■ **練習問題 1**:
ブログのコメントによると、三回目のワクチンの副反応として、返信を書いた本人は何を経験しましたか?
■ **練習問題 2**:
ブログのコメントから、「それはともかく「虫の知らせ」」で始まり「そうにないのが気がかりです。」まで続く部分を、一字も変えずに抜き出してください。
■ **練習問題 3**:
ブログのコメントに出てくる人名とハンドルネームは何ですか?すべて挙げてください。

##### 元の文書 #####

開会式を観ていたらちょうど立春の表示が出て、以後二十四節気が現れて、あなたのブログのことを思い出しました。西洋の人はどう見たのかわかりませんが、我々には嬉しい表現でした。
それはともかく「虫の知らせ」というのは本当にあるのですね。例えは良くないかも知れませんが、カナブンの大きいのが、まとまってあなたの顔に向かって来たイメージでしょうか?あなたは勿論ですが、お母様の嘆きはいかばかりだったことでしょう。世の中には念ずれば通ずるということがあるのですね。
三回目のワクチンを打たれたとか、何よりです。早くピークアウトを迎えて速やかに減ってほしいものですが、そうは甘くはないでしょうか?どうぞお元気で続きをお聞かせください。
「8万時間の休息」 (丼季報亭)
2022-02-09 07:52:57
愕然草さん

いつも心のこもったコメントを有難うございます。
冬季五輪開会式を観ていたらちょうど二十四節気が次々に紹介されて、改めて和暦の起源は中国にあることを再確認しました。

虫の知らせはカナブンともアブなどの昆虫と言えないのはそれぞれが光を発した浮遊体であったことです。いっそ昆虫ならこの世の虫が知らせてくれたということになったのでしょうが・・・。

三回目のワクチン: 今回は私は筋肉痛 家人は発熱と 二人ともしっかりと副反応を体験しました。
尾身先生は高止まりと言っていますが、第5波に比べボリュームが異常に大きくなってきているのが心配の種で、早期収束も望めそうにないのが気がかりです。

##### 確認用データ #####

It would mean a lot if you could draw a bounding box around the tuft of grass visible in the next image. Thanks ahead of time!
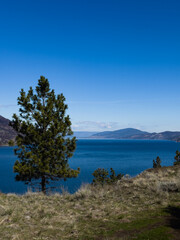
[0,166,180,240]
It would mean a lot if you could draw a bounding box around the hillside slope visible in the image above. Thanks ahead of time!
[0,166,180,240]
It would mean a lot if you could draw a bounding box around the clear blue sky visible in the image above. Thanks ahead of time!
[0,0,180,132]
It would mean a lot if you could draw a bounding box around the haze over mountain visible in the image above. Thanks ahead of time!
[91,128,180,141]
[0,115,180,146]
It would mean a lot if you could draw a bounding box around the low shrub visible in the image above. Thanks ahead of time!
[92,168,124,185]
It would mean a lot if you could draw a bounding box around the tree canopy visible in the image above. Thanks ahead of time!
[10,76,80,193]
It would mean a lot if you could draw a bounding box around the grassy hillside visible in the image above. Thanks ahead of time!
[0,166,180,240]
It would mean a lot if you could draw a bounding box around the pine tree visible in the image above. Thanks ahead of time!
[10,76,79,193]
[174,151,180,165]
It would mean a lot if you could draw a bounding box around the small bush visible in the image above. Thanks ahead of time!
[174,151,180,166]
[92,168,124,185]
[153,157,161,168]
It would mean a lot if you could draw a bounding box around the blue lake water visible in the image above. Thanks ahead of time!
[0,140,180,194]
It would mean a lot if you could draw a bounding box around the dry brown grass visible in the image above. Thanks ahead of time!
[0,166,180,240]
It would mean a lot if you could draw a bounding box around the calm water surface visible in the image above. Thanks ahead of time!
[0,140,180,194]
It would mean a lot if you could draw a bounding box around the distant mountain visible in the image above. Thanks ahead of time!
[74,131,97,138]
[0,115,16,146]
[91,128,180,142]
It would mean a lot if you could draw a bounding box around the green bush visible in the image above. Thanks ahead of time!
[174,151,180,166]
[153,157,161,168]
[92,168,124,185]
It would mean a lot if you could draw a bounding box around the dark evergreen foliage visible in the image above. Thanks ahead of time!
[174,151,180,165]
[92,168,124,185]
[153,157,161,168]
[10,76,79,193]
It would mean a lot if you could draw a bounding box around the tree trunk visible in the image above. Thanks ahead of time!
[41,176,46,194]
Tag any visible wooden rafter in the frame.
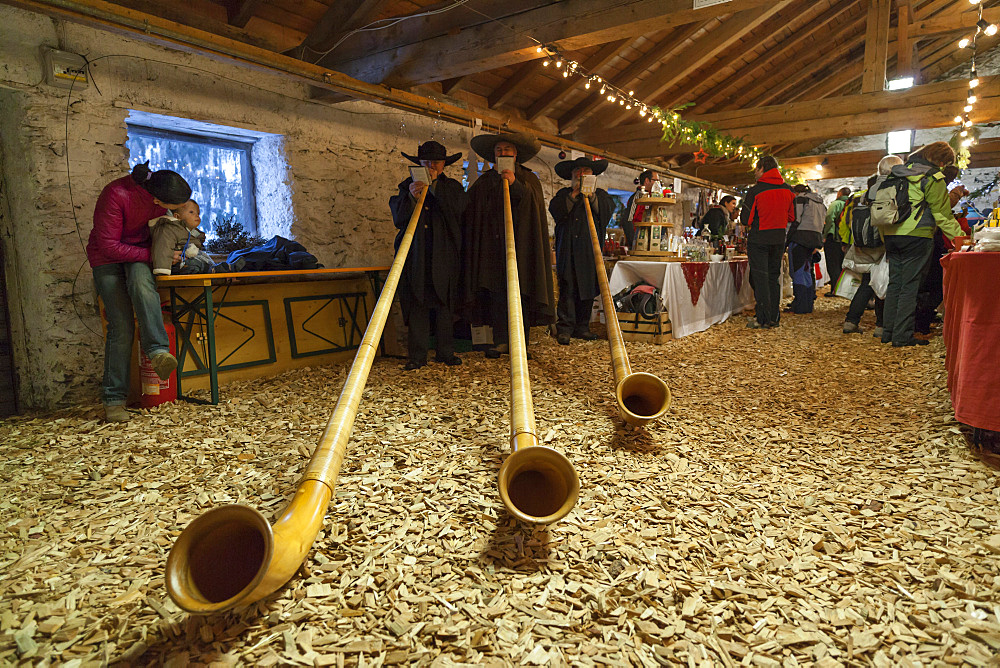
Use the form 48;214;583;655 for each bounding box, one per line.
328;0;773;86
226;0;264;28
524;39;632;121
489;58;544;109
558;22;708;132
684;0;857;112
590;0;793;127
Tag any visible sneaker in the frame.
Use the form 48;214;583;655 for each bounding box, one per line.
149;352;177;380
104;405;129;422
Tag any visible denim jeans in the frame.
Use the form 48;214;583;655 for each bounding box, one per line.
94;262;170;406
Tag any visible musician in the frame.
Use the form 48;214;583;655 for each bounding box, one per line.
549;157;614;346
462;132;555;359
389;141;469;371
622;169;660;248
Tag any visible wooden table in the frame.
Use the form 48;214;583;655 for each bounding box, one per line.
156;267;389;404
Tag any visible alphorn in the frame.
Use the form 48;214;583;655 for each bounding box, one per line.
165;188;427;614
580;193;670;427
498;177;580;524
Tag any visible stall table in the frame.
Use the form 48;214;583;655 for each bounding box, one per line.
156;267;388;404
609;260;754;339
941;252;1000;431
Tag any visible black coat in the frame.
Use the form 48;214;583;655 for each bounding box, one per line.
462;164;555;326
549;188;614;300
389;174;469;319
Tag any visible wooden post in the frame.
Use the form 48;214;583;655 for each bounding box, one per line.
861;0;892;93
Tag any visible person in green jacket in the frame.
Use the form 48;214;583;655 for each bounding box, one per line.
823;187;851;297
882;141;964;348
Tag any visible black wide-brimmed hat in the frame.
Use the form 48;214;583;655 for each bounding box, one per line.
469;132;542;162
400;140;462;166
556;157;608;181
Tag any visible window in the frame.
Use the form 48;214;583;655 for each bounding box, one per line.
127;123;257;238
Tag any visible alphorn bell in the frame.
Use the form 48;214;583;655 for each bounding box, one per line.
166;187;427;614
580;185;670;427
498;177;580;524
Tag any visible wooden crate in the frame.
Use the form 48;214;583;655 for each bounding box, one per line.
617;311;673;343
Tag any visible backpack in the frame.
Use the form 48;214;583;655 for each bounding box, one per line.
851;192;880;248
614;281;660;320
869;165;933;230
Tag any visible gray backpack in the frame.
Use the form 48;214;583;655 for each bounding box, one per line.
868;165;934;231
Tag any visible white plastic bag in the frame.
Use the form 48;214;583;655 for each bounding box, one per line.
870;255;889;299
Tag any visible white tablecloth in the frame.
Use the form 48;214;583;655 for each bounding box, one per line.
609;260;754;339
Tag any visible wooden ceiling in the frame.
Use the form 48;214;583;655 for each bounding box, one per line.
21;0;1000;183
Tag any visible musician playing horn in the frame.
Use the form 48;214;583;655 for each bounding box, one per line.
462;132;555;359
549;157;614;346
389;141;469;371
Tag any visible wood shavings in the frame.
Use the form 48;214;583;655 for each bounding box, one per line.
0;299;1000;667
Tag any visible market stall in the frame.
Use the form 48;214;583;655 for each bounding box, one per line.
610;260;754;338
940;252;1000;431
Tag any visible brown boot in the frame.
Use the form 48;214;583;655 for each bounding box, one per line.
149;353;177;380
104;405;129;422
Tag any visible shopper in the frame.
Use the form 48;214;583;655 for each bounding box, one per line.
823;187;851;297
740;155;795;329
785;185;826;313
87;162;191;422
882;141;962;348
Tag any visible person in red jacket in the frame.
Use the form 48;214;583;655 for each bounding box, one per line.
740;155;795;329
87;162;191;422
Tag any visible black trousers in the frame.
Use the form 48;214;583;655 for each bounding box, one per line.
556;276;594;337
407;290;455;364
882;235;934;344
482;291;530;346
823;236;844;292
844;274;885;327
747;243;785;325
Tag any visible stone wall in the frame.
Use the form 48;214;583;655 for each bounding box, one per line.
0;6;736;408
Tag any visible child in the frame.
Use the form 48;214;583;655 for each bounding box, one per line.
149;199;220;276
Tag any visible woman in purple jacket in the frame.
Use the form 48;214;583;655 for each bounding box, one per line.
87;162;191;422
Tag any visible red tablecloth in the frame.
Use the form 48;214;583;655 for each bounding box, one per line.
941;253;1000;431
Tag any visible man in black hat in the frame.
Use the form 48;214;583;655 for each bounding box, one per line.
389;141;469;370
462;132;555;358
549;158;614;346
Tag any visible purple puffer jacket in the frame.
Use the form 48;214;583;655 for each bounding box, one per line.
87;176;167;267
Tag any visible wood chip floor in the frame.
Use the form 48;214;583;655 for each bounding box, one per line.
0;298;1000;667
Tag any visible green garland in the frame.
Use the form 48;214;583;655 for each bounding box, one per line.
651;102;803;185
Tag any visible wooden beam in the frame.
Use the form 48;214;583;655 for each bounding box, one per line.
226;0;264;28
336;0;774;86
861;0;892;93
694;0;857;112
489;58;545;109
0;0;728;193
574;75;1000;159
589;0;792;127
558;21;708;133
302;0;394;55
896;2;913;79
524;39;632;121
910;7;1000;40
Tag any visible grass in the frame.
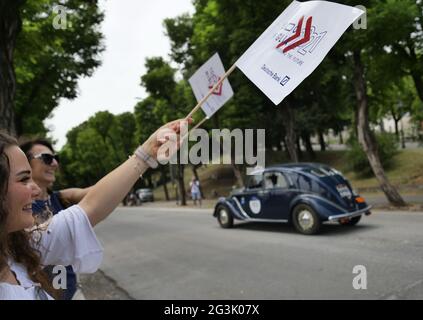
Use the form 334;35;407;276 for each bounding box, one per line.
154;149;423;200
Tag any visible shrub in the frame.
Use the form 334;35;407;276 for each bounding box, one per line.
346;133;398;177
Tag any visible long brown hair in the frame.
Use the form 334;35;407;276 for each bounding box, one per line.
0;132;57;297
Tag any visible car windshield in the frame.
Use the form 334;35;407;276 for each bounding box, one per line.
304;167;342;178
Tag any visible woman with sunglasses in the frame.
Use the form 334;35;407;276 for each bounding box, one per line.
0;119;192;300
20;139;89;300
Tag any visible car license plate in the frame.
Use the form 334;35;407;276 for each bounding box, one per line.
336;184;352;199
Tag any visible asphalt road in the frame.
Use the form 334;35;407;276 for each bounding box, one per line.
91;207;423;299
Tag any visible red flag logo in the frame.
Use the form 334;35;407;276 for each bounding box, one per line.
276;16;313;53
209;77;223;96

#####

■ **解答 1**:
筋肉痛です。

■ **解答 2**:
それはともかく「虫の知らせ」というのは本当にあるのですね。例えは良くないかも知れませんが、カナブンの大きいのが、まとまってあなたの顔に向かって来たイメージでしょうか?あなたは勿論ですが、お母様の嘆きはいかばかりだったことでしょう。世の中には念ずれば通ずるということがあるのですね。
三回目のワクチンを打たれたとか、何よりです。早くピークアウトを迎えて速やかに減ってほしいものですが、そうは甘くはないでしょうか?どうぞお元気で続きをお聞かせください。
「8万時間の休息」 (丼季報亭)
2022-02-09 07:52:57
愕然草さん

いつも心のこもったコメントを有難うございます。
冬季五輪開会式を観ていたらちょうど二十四節気が次々に紹介されて、改めて和暦の起源は中国にあることを再確認しました。

虫の知らせはカナブンともアブなどの昆虫と言えないのはそれぞれが光を発した浮遊体であったことです。いっそ昆虫ならこの世の虫が知らせてくれたということになったのでしょうが・・・。

三回目のワクチン: 今回は私は筋肉痛 家人は発熱と 二人ともしっかりと副反応を体験しました。
尾身先生は高止まりと言っていますが、第5波に比べボリュームが異常に大きくなってきているのが心配の種で、早期収束も望めそうにないのが気がかりです。

■ **解答 3**:
愕然草さん、丼季報亭、尾身先生